_Exercise:_ Go through the entries below and print each one exactly.

Recorded data:
---+---

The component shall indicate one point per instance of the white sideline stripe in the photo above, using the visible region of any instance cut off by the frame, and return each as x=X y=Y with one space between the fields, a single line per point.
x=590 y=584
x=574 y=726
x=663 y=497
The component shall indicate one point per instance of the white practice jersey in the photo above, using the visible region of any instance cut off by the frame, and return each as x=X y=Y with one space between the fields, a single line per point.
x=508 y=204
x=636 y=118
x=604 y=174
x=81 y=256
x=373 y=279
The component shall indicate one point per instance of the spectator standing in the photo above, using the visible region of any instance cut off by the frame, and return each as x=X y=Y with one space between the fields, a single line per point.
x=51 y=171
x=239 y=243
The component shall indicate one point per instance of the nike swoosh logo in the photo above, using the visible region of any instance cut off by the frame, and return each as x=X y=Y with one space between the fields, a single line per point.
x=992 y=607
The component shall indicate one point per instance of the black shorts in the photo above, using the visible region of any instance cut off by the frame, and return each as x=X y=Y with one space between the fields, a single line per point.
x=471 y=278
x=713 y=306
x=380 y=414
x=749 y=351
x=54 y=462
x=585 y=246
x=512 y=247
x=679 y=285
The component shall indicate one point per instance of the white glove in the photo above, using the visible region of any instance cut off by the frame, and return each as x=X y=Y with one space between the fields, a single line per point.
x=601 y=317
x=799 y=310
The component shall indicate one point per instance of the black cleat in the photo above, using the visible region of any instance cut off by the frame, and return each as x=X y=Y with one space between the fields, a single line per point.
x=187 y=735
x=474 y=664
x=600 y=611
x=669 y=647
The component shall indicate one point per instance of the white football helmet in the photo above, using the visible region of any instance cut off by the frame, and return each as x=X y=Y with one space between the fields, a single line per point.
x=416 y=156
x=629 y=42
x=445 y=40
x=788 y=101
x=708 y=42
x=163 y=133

---+---

_Response to the task:_
The component shall indicate one point per instance of the white sideline stripe in the photo above, using the visible region of any instance cut off by the frame, and return each as x=X y=Y with one space between the fields, a single line per point.
x=590 y=584
x=574 y=726
x=663 y=497
The component shall indicate one point per instance of the white practice jersey in the photo above, using the visible region of any instance cut off by the frame, and return each as x=X y=Y with one space between the fields, a single line per point.
x=508 y=204
x=636 y=118
x=604 y=174
x=81 y=256
x=373 y=279
The component shall indicate one point per instance of the spectator standing in the photo above, using the visible region of any instance cut off by the frame, and return each as x=X y=Y with one space between the fields, a single line per point.
x=51 y=171
x=239 y=243
The component shall indicate one point per instance of the nike swoosh logo in the photo above, using the visible region of any instance cut off by the frame, and return each as x=X y=Y with one space between the fields, a single line per point.
x=992 y=607
The component shall indicate one point per instance of the black shorts in the photo above, using the visible region of any instance cut off by the frame, and return each as x=X y=Y with one space between the fields, a single line per point.
x=471 y=278
x=713 y=306
x=380 y=414
x=749 y=351
x=54 y=462
x=585 y=246
x=512 y=247
x=679 y=285
The component shall indicate one point per instance of the white glove in the photo above, using the visible region of any instance cut off by the frame, and return each as x=X y=Y with one space between the fields, a single line per point.
x=601 y=317
x=799 y=310
The component shall indicate one point per instance of the black cleat in the photo above, using the visible region of any instance cut off by the frame, and return each as x=X y=Y with one space between the fields, a single line per point.
x=187 y=735
x=474 y=664
x=600 y=611
x=669 y=647
The component shall indicate one point per instance of the white football helmet in the photo above, using the visible region of any instance cut off by the frame, and return each as x=X y=Y with one space between the fields, a single line per point.
x=416 y=156
x=629 y=42
x=445 y=40
x=788 y=101
x=708 y=42
x=163 y=133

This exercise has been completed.